··· Text block

FIG. 10 is a schematic diagram of a rubber pad in the embodiment of the present invention.

FIG. 11A and FIG. 11B are schematic diagrams of a middle prefabricated seismic-damping partition wall panel (FIG. 11A) and an internal structure (FIG. 11B) in the embodiment of the present invention.

FIG. 12 is a schematic diagram of definite element modeling of a sample specimen in an embodiment 3.

FIG. 13 is a schematic diagram of definite element modeling of a control specimen in the embodiment 3.

FIG. 14 is a schematic diagram of a calculated result of a finite-element numerical value of a typical friction-displacement curve in the present invention.

In the drawings, 1, peripheral frame; 11, frame top beam; 12, frame bottom beam; 13, frame left column; 14, frame right column; 15, frame beam-column joint; 2, side prefabricated seismic-damping partition wall panel; 21, vertical stress reinforcing bar of side partition wall panel; 22, transversely distributed reinforcing bar of side partition wall panel; 23, first edge covered steel angle; 24, first shear member; 3, rubber pad; 31, upper closing board; 32, rubber; 33, lower closing board; 34, protrusion; 4, middle prefabricated seismic-damping partition wall panel; 41, vertical stress reinforcing bar of middle partition wall panel; 42, transversely distributed reinforcing bar of middle partition wall panel; 43, second edge covered steel angle; 44, second shear member; 5, horizontal force transfer clamping member; 6, steel angle restraining member; 7, friction seismic-damping layer; 101, stud; 102, preset sliding joint.

DETAILED DESCRIPTION OF EMBODIMENTS

It is to be noted that the detailed description below is exemplary and is intended to further describe the application. Unless specified otherwise, all technical and scientific terms used herein have the same meaning as commonly understood by those of ordinary skill in the art to which the application belongs.

······
··· Data extract

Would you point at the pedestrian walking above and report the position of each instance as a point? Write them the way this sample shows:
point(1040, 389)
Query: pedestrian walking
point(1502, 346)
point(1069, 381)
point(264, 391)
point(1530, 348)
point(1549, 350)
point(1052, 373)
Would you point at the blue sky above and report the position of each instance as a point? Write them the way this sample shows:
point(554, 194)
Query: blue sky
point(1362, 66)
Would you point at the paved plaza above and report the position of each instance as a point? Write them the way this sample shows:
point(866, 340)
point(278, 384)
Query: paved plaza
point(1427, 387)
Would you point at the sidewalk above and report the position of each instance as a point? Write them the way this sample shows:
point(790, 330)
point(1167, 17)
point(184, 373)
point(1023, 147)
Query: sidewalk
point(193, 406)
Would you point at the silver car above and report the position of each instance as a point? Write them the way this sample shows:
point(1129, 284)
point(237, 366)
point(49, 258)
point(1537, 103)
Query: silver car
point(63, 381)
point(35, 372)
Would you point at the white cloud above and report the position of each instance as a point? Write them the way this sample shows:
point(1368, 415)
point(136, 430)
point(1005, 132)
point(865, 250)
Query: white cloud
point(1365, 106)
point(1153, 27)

······

• _Goals_:
1. Print the entire patent description word for word.
2. Output the lines of the rows starting with the line containing "Would you point at the sidewalk" and going on through the final line of the rows, reproducing each one verbatim.
The rows bear no relation to the patent description.

• _Solutions in order_:
1.
FIG. 10 is a schematic diagram of a rubber pad in the embodiment of the present invention.

FIG. 11A and FIG. 11B are schematic diagrams of a middle prefabricated seismic-damping partition wall panel (FIG. 11A) and an internal structure (FIG. 11B) in the embodiment of the present invention.

FIG. 12 is a schematic diagram of definite element modeling of a sample specimen in an embodiment 3.

FIG. 13 is a schematic diagram of definite element modeling of a control specimen in the embodiment 3.

FIG. 14 is a schematic diagram of a calculated result of a finite-element numerical value of a typical friction-displacement curve in the present invention.

In the drawings, 1, peripheral frame; 11, frame top beam; 12, frame bottom beam; 13, frame left column; 14, frame right column; 15, frame beam-column joint; 2, side prefabricated seismic-damping partition wall panel; 21, vertical stress reinforcing bar of side partition wall panel; 22, transversely distributed reinforcing bar of side partition wall panel; 23, first edge covered steel angle; 24, first shear member; 3, rubber pad; 31, upper closing board; 32, rubber; 33, lower closing board; 34, protrusion; 4, middle prefabricated seismic-damping partition wall panel; 41, vertical stress reinforcing bar of middle partition wall panel; 42, transversely distributed reinforcing bar of middle partition wall panel; 43, second edge covered steel angle; 44, second shear member; 5, horizontal force transfer clamping member; 6, steel angle restraining member; 7, friction seismic-damping layer; 101, stud; 102, preset sliding joint.

DETAILED DESCRIPTION OF EMBODIMENTS

It is to be noted that the detailed description below is exemplary and is intended to further describe the application. Unless specified otherwise, all technical and scientific terms used herein have the same meaning as commonly understood by those of ordinary skill in the art to which the application belongs.

2.
Would you point at the sidewalk above and report the position of each instance as a point? Write them the way this sample shows:
point(790, 330)
point(1167, 17)
point(184, 373)
point(1023, 147)
Query: sidewalk
point(193, 406)
Would you point at the silver car above and report the position of each instance as a point? Write them the way this sample shows:
point(1129, 284)
point(237, 366)
point(49, 258)
point(1537, 103)
Query: silver car
point(63, 381)
point(35, 372)
Would you point at the white cloud above and report the position of each instance as a point? Write them the way this sample shows:
point(1368, 415)
point(136, 430)
point(1005, 132)
point(865, 250)
Query: white cloud
point(1365, 106)
point(1153, 27)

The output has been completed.